## Tâche demandée
Traduisez en anglais cette phrase du texte sur les dépenses de l'État : « Il est possible de réformer, à condition de donner l’exemple, en commençant par une réduction drastique du train de vie au sommet de l’Etat. »

## Texte fourni
Sabrer dans les dépenses de l'Etat
Sabrer dans les dépenses pour remplir les caisses de l’Etat
Il est possible de réformer, à condition de donner l’exemple, en commençant par une réduction drastique du train de vie au sommet de l’Etat.
« Ces associations gavées de fonds publics », lisait-on, l’autre jour, dans le Journal des lecteurs de Marianne (9 novembre). L’Etat verse chaque année plus de 30 milliards d’euros à des associations dont l’utilité n’est pas toujours avérée. L’inflation de l’emploi public et parapublic est problématique. Y compris pour la pensée politique de gauche.
Saint-Just analysait le problème en ces termes : « Tous les pouvoirs et tout ce qu’il y a d’intermédiaire entre le peuple et vous est plus fort que vous et le peuple… Plus les fonctionnaires se mettent à la place du peuple, moins il y a de démocratie. Tout homme en place ne fait rien par lui-même et prend des agents secondaires. Le premier agent secondaire a les siens et la République est en proie à vingt mille sots qui la corrompent, qui la combattent, qui la saignent. Le ministère est un monde de papier. La prolixité de la correspondance et des ordres du gouvernement est une marque de son inertie… Il ne se fait rien et la dépense est pourtant énorme. Les bureaux ont remplacé la monarchie ».
Crever la bulle de l’emploi public et parapublic
Aujourd’hui, l’idée d’éliminer les doublons administratifs, entre départements et régions, commence à faire consensus. Et plutôt que des demi-mesures, il faut envisager une révolution. Beaucoup avancent l’idée d’une grande coalition trans-partisane à la française. Cette idée me paraît impraticable, car le centrisme français, qui en constituerait le pivot, n’a jamais eu d’esprit de décision ni de suite dans les idées.
De deux choses l’une, ou bien François Hollande s’inspire tout à coup de ces dirigeants socialistes d’origine ouvrière, Göran Persson en Suède et Gerhart Schröder, qui ont su crever la bulle de l’emploi public et parapublic ; ou bien c’est le prochain locataire de l’Elysée qui s’en chargera.
Dans l’un ou l’autre cas, compte-tenu de la crise économique et du poids des corporatismes à surmonter, les élites devront donner l’exemple par un comportement spartiate. Une réduction drastique du train de vie au sommet de l’Etat serait la condition de possibilité d’un coup d’arrêt à la gabegie.

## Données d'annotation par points
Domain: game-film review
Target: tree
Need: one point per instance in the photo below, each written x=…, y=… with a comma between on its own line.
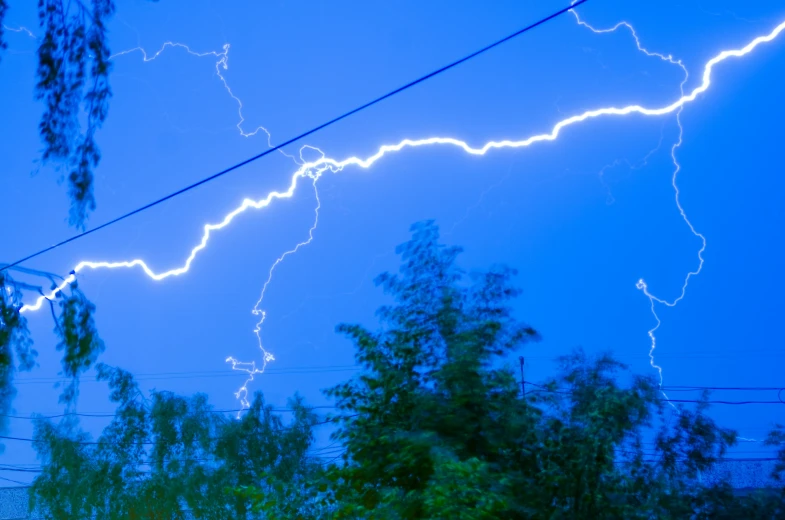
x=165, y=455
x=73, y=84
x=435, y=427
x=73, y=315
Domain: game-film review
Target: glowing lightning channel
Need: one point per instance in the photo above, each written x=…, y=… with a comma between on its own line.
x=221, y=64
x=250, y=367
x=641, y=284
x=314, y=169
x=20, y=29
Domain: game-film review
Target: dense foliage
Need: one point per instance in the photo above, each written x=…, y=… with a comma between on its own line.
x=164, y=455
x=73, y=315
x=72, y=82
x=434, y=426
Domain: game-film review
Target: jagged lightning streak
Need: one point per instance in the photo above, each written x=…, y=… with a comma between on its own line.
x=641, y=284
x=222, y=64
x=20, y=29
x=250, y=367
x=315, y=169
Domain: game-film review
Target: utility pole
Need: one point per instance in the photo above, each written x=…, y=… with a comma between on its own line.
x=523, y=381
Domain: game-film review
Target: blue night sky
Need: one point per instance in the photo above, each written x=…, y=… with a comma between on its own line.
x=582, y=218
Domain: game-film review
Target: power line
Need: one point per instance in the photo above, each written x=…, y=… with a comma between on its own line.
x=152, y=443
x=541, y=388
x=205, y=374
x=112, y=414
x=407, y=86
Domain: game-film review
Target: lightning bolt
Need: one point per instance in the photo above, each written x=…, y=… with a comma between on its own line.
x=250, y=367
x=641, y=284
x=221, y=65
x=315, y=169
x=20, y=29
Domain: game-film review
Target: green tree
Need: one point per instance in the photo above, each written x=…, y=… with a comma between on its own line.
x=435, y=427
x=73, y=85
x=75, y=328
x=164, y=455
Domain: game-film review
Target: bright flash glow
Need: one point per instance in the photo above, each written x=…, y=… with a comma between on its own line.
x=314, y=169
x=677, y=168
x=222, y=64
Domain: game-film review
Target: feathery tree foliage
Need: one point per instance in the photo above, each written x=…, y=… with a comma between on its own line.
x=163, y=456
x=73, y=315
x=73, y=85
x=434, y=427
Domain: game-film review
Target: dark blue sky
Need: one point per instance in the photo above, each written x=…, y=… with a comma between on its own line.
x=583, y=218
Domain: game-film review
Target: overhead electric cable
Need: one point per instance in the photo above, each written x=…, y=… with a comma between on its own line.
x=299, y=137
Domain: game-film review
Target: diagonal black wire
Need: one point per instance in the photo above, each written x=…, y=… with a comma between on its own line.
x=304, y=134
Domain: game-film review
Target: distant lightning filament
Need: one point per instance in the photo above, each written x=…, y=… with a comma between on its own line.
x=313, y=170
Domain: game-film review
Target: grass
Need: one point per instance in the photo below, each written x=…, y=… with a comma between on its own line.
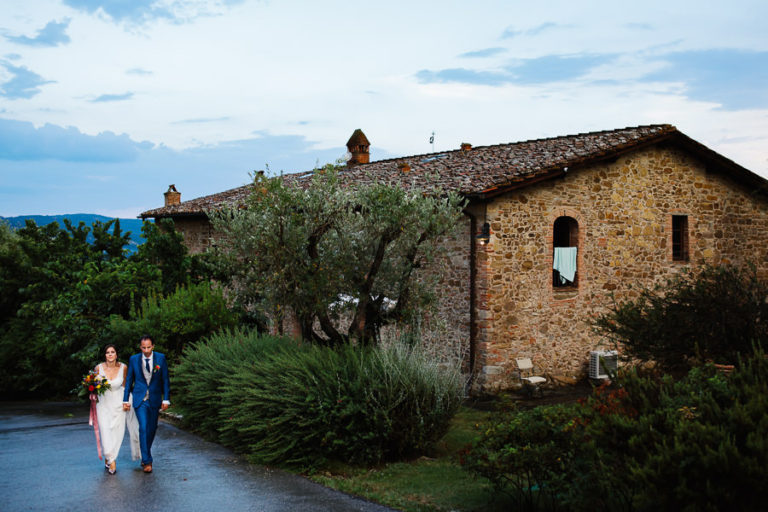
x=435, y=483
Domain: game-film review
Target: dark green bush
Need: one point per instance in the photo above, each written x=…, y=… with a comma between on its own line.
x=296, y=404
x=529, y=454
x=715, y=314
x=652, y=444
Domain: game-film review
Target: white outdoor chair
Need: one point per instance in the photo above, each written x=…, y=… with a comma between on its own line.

## Solution proposée
Reform is possible, provided that an example is set, starting with a drastic reduction in the lifestyle at the top of the State.